#### WRITTEN PROBLEM
Locate the line that contains "Please place a dot on the tomato". Copy it and every following line through the end of the records, exactly, and include nothing else.

***

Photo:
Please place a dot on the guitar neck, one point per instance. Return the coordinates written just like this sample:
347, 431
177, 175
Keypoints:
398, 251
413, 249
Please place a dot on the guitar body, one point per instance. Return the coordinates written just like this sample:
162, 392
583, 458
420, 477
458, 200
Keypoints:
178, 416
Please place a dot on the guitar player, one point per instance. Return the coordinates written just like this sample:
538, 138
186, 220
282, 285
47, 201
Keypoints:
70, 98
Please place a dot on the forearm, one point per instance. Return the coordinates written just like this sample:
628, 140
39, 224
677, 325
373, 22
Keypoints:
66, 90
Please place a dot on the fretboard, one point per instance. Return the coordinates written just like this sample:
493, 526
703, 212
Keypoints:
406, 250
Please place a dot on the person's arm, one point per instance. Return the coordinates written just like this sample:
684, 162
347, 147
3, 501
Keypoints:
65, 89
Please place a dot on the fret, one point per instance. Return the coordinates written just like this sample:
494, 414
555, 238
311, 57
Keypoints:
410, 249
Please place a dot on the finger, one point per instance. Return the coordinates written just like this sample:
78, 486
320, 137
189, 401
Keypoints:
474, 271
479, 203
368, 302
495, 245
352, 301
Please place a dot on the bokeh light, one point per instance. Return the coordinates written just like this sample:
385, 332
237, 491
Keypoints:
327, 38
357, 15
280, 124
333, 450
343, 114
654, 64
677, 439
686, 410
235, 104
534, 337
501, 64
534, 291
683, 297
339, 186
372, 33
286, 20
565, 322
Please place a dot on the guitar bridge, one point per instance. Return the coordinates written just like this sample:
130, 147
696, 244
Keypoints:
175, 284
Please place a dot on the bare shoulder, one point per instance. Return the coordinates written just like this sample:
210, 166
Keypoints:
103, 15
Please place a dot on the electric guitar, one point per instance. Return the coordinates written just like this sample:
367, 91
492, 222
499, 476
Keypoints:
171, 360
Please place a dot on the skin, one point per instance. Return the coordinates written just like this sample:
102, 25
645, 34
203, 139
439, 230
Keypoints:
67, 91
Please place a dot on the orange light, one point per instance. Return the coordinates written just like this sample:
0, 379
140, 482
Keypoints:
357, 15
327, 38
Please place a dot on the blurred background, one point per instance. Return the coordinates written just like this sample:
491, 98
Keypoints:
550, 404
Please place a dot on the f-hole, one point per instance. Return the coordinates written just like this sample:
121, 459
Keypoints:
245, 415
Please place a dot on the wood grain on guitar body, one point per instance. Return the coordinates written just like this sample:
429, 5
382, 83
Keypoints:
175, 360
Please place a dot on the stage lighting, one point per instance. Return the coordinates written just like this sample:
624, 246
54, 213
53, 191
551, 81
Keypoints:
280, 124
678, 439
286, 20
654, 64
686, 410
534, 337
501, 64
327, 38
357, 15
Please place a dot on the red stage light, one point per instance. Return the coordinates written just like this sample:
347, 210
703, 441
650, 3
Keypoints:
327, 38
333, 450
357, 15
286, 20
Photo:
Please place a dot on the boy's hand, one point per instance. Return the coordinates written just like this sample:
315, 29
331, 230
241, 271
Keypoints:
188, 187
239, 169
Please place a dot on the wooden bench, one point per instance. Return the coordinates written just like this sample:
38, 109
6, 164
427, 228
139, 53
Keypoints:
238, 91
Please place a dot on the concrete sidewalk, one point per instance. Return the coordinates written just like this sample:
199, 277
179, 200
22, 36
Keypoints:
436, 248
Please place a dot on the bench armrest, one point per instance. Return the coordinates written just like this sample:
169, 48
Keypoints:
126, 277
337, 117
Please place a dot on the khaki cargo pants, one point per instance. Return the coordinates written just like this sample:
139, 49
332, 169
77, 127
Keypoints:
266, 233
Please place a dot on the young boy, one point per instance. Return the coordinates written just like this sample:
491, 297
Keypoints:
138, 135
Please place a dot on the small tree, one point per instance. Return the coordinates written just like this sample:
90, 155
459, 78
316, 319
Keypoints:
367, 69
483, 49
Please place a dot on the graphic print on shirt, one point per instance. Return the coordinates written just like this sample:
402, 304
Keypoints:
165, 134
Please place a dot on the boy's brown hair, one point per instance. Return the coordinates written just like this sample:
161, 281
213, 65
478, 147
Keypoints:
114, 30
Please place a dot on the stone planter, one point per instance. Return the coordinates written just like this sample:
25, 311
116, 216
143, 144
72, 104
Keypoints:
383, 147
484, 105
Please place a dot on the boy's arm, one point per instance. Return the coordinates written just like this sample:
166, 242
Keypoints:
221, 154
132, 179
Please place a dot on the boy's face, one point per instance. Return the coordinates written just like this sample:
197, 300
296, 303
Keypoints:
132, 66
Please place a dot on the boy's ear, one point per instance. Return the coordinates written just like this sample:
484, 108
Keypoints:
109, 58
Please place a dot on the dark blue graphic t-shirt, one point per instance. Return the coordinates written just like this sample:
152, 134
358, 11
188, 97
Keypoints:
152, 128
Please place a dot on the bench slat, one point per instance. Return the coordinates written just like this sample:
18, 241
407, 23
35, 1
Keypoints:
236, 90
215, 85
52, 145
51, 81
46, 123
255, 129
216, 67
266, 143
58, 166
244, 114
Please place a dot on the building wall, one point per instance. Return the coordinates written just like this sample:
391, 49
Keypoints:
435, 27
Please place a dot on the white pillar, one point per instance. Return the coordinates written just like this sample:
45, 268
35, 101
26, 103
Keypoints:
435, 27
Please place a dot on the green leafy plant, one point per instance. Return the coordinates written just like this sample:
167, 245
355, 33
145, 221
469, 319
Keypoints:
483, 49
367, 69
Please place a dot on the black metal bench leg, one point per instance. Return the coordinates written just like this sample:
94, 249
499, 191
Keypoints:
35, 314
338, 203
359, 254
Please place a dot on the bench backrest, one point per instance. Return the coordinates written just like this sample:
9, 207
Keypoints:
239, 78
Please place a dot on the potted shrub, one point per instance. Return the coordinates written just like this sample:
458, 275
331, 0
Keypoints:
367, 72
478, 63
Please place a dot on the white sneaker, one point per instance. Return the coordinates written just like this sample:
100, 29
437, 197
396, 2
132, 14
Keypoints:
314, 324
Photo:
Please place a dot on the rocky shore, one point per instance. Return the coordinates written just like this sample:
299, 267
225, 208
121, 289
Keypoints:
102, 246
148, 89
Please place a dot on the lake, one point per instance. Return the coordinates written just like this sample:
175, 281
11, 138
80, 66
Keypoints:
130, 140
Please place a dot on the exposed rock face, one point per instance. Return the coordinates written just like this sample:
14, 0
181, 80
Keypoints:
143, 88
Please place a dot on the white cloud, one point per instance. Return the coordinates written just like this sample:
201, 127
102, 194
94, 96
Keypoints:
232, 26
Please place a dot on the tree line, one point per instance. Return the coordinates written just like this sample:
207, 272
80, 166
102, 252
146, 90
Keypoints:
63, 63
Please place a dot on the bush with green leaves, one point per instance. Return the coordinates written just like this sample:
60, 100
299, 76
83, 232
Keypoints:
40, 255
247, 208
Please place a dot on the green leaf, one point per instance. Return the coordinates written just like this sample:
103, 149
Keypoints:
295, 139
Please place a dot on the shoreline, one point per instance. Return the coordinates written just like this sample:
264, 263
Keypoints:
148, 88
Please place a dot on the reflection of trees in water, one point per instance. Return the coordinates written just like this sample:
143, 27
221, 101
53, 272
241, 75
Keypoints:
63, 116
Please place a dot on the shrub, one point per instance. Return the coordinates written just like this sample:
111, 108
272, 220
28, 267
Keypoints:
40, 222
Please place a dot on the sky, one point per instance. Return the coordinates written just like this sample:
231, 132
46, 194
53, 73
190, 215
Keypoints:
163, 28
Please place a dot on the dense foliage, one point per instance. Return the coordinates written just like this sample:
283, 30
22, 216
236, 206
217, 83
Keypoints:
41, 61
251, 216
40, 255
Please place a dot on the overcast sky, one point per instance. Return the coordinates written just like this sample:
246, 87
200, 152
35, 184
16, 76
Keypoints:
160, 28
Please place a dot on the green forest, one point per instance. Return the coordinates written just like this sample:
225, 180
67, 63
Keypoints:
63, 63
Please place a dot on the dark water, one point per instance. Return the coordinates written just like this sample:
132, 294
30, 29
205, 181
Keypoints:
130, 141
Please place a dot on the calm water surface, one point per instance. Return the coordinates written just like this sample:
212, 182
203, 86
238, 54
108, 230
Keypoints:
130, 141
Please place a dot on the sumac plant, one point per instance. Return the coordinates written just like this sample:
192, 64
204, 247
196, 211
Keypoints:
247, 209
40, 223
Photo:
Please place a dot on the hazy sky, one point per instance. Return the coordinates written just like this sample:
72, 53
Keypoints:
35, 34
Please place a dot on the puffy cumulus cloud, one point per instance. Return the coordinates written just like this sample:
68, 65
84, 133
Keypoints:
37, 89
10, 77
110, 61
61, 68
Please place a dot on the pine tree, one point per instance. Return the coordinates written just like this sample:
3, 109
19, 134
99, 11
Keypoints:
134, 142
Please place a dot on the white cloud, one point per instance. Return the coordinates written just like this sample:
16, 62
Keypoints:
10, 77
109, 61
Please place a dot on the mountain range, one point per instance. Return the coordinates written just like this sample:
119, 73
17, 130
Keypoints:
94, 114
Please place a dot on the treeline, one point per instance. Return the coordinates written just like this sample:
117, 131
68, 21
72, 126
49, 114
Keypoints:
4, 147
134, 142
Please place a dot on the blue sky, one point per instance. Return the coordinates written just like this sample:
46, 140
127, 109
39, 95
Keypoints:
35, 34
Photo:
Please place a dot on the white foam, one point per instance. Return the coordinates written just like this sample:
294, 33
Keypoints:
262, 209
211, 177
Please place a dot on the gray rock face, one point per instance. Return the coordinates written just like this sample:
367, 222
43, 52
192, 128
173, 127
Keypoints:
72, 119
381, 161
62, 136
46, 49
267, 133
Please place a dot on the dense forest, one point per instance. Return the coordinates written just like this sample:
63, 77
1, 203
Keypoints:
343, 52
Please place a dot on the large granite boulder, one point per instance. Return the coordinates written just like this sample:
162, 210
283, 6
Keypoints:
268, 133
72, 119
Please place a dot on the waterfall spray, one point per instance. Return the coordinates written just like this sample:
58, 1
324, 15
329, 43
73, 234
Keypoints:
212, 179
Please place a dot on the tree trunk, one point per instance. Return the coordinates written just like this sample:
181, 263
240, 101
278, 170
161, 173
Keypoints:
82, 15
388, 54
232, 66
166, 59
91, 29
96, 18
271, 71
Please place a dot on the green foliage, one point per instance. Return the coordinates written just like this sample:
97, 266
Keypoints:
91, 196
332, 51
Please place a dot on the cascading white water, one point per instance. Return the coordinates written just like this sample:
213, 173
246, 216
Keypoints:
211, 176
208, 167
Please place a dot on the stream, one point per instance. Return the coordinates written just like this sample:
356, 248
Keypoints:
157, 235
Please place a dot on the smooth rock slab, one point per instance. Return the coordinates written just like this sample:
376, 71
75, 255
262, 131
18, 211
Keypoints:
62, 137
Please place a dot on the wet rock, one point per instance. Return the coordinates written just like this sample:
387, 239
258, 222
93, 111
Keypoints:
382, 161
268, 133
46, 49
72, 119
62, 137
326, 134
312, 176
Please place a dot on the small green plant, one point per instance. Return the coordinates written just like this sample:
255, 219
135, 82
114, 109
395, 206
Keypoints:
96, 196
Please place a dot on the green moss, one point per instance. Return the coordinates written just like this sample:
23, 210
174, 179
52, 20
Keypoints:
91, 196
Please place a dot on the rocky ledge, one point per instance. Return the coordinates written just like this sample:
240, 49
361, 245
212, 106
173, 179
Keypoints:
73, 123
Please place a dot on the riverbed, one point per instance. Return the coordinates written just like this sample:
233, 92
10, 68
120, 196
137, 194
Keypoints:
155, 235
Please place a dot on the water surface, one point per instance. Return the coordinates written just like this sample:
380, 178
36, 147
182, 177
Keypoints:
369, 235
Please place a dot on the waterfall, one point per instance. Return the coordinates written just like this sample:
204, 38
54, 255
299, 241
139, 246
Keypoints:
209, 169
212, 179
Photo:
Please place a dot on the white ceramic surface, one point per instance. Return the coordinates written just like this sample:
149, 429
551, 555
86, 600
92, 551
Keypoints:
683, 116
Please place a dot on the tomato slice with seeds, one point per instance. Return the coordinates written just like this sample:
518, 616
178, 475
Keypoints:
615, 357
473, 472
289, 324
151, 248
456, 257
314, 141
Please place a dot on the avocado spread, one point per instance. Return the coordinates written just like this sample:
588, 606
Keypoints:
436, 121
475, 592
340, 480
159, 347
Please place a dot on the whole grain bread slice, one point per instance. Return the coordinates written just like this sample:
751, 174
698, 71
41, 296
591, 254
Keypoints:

***

#### RESULT BELOW
Please place a dot on the tomato slice with seeds, one point per instance. Return the coordinates written just like this sample:
518, 616
178, 475
Keypoints:
615, 357
473, 472
289, 324
151, 248
456, 257
314, 141
Please place a dot on the avocado spread, one point per instance. Return the coordinates written just like this sample:
588, 606
Keypoints:
436, 121
475, 592
340, 480
159, 347
Please place a dot on the whole grain bread slice, one point per instance. Return the coordinates written just like this sample:
751, 174
698, 71
41, 296
591, 254
Keypoints:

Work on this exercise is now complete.